(Tujuan 1):
Laporkan setiap baris dalam daftar yang memuat kata "ceiling".

Di tengah gelombang ini, Sulawesi Tengah mencatat ada 57 lembaga penyiaran aktif (32 televisi dan 25 radio) yang telah memiliki izin resmi (data SMILE KPI). Mereka adalah penjaga siaran lokal, yang selama ini berusaha mempertahankan ruang informasi yang sehat, etis, dan mencerdaskan.

Namun, ancaman hari ini bukan lagi regulasi yang ketat, melainkan hilangnya perhatian publik yang kini beralih ke dunia digital yang lebih cepat, lebih interaktif, dan lebih menggoda.

Kami di KPID Sulawesi Tengah sadar bahwa pekerjaan kami bukan semata soal mengeluarkan teguran atau mencatat pelanggaran. Lebih dari itu, kami adalah benteng terakhir yang berusaha memastikan suara lokal tetap hidup.

Karena ketika seluruh ruang informasi dikuasai oleh konten global, maka cerita daerah, budaya lokal, dan nilai-nilai kearifan akan perlahan menghilang. Bukan karena dikalahkan, tapi karena dilupakan.

Itulah sebabnya, penyiaran hari ini membutuhkan pendekatan baru. Bukan hanya sekadar bertahan dari serbuan digital, tetapi bertransformasi bersama teknologi itu sendiri.

Televisi dan radio daerah harus menjadi lebih adaptif, lebih kreatif, dan lebih dekat dengan publik. Mereka perlu hadir di media sosial, membangun kanal YouTube sendiri, dan tidak takut mengemas konten lokal dalam bahasa visual yang kekinian.

Kami percaya, penyiaran tidak boleh kehilangan akar. Siaran yang baik harus tetap menggambarkan wajah Sulawesi Tengah, bahasanya, musiknya, budayanya, dan suara anak-anak mudanya.

Catatan anotasi koordinat:
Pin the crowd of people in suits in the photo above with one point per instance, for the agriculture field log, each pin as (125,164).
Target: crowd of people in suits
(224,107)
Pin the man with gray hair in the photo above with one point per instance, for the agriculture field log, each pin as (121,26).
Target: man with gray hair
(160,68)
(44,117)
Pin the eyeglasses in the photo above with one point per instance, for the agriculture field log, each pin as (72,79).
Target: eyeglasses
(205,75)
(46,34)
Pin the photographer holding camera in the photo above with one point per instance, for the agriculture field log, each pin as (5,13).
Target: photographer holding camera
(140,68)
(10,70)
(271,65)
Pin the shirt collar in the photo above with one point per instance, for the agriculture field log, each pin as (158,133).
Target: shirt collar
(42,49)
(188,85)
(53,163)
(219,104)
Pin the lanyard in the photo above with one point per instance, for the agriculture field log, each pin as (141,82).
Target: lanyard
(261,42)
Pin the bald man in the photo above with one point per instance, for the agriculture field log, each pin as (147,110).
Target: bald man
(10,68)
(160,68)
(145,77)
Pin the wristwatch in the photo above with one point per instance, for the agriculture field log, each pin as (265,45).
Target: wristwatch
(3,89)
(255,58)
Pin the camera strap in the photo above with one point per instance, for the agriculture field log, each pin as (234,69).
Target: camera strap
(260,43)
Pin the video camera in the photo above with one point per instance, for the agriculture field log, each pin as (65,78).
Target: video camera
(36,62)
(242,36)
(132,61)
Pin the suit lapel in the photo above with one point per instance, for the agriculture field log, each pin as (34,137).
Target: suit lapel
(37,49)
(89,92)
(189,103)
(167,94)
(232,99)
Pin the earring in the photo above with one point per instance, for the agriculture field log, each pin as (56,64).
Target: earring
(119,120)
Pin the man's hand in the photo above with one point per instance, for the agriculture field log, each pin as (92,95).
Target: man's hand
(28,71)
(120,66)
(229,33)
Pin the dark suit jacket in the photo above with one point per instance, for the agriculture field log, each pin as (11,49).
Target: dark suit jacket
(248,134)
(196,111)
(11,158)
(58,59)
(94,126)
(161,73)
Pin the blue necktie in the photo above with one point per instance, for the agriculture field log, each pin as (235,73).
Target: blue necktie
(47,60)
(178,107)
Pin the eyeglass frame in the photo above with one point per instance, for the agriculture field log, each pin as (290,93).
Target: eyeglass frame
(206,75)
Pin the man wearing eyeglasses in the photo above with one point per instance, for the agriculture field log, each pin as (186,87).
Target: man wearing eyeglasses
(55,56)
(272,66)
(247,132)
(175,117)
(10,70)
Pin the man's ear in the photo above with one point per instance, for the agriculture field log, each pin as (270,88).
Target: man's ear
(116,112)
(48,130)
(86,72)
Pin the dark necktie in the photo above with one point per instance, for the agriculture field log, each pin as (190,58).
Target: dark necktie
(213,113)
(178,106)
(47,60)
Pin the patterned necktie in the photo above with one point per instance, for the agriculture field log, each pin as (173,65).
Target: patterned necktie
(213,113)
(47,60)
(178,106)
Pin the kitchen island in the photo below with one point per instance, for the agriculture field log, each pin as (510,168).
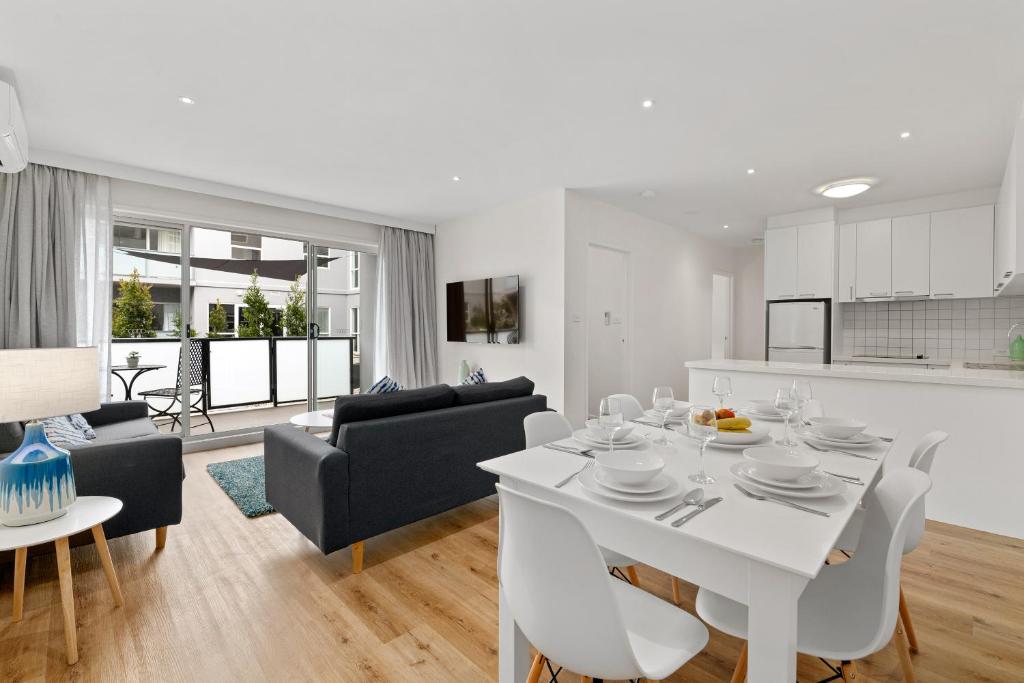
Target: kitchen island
(979,470)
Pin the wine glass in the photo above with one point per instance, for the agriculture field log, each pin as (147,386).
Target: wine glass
(704,427)
(721,387)
(609,418)
(785,403)
(664,401)
(802,391)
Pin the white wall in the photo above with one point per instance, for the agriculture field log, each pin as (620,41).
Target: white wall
(524,238)
(671,296)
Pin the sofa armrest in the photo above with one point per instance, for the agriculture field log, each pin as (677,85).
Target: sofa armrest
(307,482)
(121,411)
(143,473)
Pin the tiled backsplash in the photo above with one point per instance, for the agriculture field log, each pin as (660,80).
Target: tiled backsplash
(957,330)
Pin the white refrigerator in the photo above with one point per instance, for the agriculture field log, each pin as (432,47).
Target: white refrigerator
(798,332)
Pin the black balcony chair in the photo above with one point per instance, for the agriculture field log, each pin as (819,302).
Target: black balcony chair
(198,389)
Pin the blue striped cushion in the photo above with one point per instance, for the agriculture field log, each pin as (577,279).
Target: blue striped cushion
(475,377)
(384,385)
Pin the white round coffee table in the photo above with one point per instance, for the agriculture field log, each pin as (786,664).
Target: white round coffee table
(314,420)
(88,512)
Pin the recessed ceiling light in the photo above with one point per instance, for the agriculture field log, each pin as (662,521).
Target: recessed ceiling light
(842,189)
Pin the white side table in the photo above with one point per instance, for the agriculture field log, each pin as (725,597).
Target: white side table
(88,512)
(314,420)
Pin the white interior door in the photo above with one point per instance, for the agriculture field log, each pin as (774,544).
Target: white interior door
(721,316)
(607,324)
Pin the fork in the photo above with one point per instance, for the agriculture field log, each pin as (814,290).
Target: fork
(590,464)
(845,453)
(780,501)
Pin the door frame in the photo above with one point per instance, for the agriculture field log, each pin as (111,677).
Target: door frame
(628,317)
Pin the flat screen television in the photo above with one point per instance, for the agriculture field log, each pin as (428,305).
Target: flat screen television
(484,311)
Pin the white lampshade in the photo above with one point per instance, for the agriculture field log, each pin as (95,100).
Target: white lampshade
(46,382)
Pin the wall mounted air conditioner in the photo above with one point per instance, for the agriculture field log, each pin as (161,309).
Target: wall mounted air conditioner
(13,136)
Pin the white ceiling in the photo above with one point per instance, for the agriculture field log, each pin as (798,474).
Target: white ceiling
(375,105)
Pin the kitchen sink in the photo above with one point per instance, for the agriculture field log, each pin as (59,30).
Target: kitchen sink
(1019,365)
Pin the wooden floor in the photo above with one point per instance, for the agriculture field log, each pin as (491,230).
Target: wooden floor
(236,599)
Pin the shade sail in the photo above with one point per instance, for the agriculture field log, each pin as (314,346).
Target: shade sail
(288,268)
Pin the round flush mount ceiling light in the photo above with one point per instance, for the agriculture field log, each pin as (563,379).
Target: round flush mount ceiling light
(841,189)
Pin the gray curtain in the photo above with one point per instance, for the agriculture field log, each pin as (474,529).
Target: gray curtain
(406,344)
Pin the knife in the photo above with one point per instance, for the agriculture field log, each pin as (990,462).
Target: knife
(700,508)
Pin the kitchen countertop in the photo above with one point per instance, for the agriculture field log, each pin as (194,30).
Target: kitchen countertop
(955,374)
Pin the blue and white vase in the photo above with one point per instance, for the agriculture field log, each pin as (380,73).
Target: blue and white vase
(36,481)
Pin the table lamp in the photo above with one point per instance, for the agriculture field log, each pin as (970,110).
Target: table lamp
(36,481)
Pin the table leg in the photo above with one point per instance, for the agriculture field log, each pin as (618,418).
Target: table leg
(771,624)
(67,599)
(513,648)
(20,556)
(104,559)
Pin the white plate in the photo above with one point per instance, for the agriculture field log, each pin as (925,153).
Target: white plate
(652,486)
(591,485)
(750,470)
(829,485)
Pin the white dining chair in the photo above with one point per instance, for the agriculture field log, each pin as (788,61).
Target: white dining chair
(922,459)
(630,406)
(549,426)
(850,610)
(572,611)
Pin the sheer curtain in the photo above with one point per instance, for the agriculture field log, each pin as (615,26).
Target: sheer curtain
(55,282)
(406,339)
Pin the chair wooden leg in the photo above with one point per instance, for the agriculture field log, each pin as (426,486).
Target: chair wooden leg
(904,613)
(739,673)
(903,649)
(631,571)
(108,563)
(67,599)
(536,669)
(357,557)
(20,557)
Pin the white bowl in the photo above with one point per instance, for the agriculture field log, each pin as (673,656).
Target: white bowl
(595,431)
(631,467)
(841,428)
(776,463)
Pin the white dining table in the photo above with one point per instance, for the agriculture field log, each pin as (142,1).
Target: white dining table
(759,553)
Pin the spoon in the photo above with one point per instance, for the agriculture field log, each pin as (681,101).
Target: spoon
(692,498)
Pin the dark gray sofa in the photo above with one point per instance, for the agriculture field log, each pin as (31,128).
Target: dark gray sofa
(394,459)
(129,460)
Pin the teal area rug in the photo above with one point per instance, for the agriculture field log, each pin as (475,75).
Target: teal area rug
(244,482)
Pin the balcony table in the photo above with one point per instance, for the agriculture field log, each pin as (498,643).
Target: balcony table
(759,553)
(139,371)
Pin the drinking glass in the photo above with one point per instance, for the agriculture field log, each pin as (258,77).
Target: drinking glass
(721,387)
(785,403)
(704,427)
(664,401)
(609,418)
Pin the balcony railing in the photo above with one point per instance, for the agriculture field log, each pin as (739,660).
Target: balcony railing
(247,371)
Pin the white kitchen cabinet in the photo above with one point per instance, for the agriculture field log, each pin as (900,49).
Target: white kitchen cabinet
(910,267)
(847,263)
(815,245)
(962,253)
(780,262)
(875,258)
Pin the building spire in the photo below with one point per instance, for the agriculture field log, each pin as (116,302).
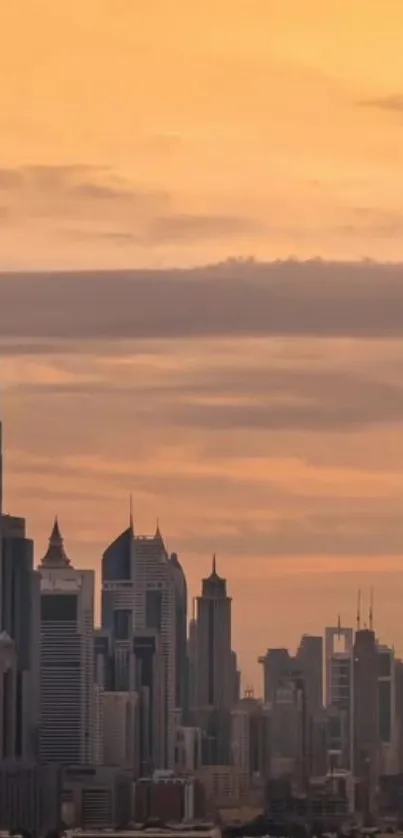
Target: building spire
(55,555)
(131,525)
(359,609)
(371,609)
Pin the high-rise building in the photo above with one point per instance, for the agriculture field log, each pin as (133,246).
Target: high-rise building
(215,682)
(8,696)
(181,662)
(339,681)
(250,737)
(66,658)
(140,595)
(309,661)
(214,668)
(387,726)
(278,666)
(19,618)
(155,609)
(366,712)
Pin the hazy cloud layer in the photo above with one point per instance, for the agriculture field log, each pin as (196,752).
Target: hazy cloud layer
(287,298)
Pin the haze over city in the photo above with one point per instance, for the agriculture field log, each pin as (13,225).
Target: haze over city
(256,409)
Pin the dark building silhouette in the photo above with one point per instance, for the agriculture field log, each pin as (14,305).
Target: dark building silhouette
(20,619)
(181,662)
(366,737)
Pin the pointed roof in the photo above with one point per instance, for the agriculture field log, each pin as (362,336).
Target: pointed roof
(157,534)
(55,555)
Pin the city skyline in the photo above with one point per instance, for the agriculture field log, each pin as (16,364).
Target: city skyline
(254,407)
(361,614)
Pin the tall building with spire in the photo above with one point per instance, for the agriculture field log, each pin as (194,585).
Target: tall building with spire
(142,592)
(181,619)
(66,658)
(214,679)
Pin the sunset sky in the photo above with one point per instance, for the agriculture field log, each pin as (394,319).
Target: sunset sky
(257,411)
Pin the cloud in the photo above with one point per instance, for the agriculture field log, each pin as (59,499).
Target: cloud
(393,102)
(65,191)
(321,299)
(192,227)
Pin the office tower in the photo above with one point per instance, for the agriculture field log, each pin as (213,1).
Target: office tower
(214,667)
(140,595)
(181,661)
(150,685)
(339,681)
(215,683)
(288,725)
(250,737)
(118,605)
(309,661)
(277,665)
(236,679)
(366,738)
(66,658)
(19,618)
(155,610)
(387,727)
(192,663)
(8,695)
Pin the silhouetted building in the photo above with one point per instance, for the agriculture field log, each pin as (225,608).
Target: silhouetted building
(214,668)
(181,662)
(366,713)
(278,665)
(339,679)
(19,618)
(66,658)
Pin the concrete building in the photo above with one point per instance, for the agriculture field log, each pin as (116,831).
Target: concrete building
(96,797)
(309,662)
(387,722)
(66,658)
(20,619)
(181,656)
(339,681)
(30,796)
(120,735)
(224,785)
(188,750)
(214,668)
(140,588)
(288,751)
(8,696)
(366,711)
(250,737)
(278,665)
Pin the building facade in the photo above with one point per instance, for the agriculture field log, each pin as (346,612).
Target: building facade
(66,658)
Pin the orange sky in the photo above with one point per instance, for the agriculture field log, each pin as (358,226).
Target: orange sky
(174,133)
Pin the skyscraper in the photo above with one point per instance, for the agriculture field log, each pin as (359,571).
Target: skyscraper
(214,674)
(181,661)
(66,658)
(19,618)
(366,732)
(309,661)
(155,601)
(142,595)
(339,679)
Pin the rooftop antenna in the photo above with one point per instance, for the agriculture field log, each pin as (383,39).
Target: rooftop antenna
(371,610)
(131,511)
(359,609)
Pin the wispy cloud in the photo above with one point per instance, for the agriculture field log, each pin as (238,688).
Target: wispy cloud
(282,298)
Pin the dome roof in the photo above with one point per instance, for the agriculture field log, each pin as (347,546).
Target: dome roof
(56,555)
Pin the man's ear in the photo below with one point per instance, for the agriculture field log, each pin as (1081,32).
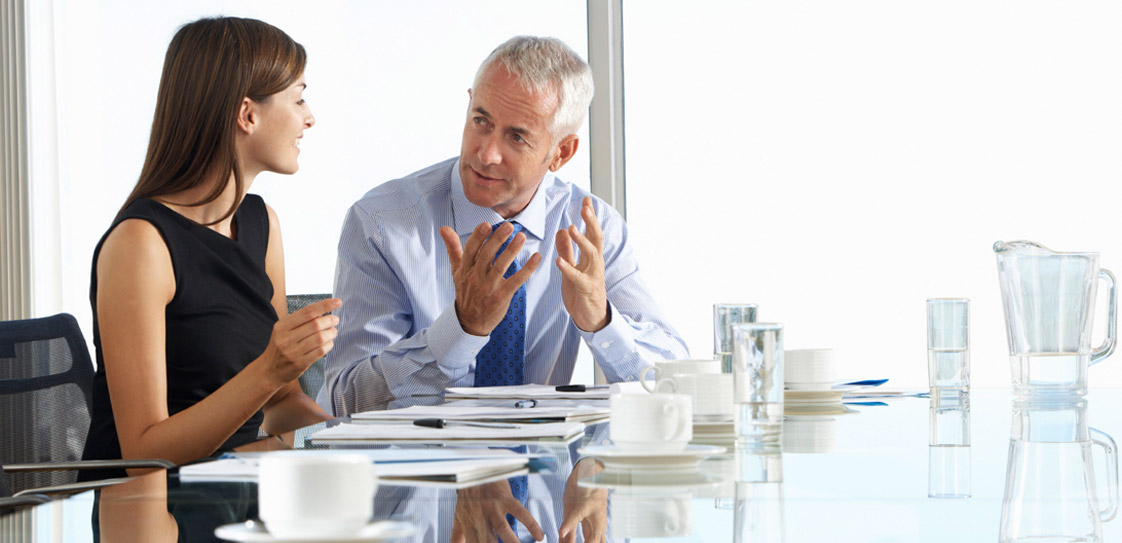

(Tujuan 2):
Ganti "akar" dengan "jati diri" pada teks tentang penyiaran daerah, mulai dari "Kami percaya, penyiaran" hingga dan termasuk "suara anak-anak mudanya.", lalu tuliskan bagian itu.

(Jawaban Benar 1):
Pin the recessed ceiling light in the photo above with one point per instance, for the agriculture field log, each pin as (662,521).
Target: recessed ceiling light
Pin the white ceiling in the photo above with one point per instance, for the agriculture field log, each pin as (798,474).
Target: white ceiling
Pin the round flush mount ceiling light in the photo above with one point per instance, for the agriculture field log, each pin as (563,379).
Target: round flush mount ceiling light

(Jawaban Benar 2):
Kami percaya, penyiaran tidak boleh kehilangan jati diri. Siaran yang baik harus tetap menggambarkan wajah Sulawesi Tengah, bahasanya, musiknya, budayanya, dan suara anak-anak mudanya.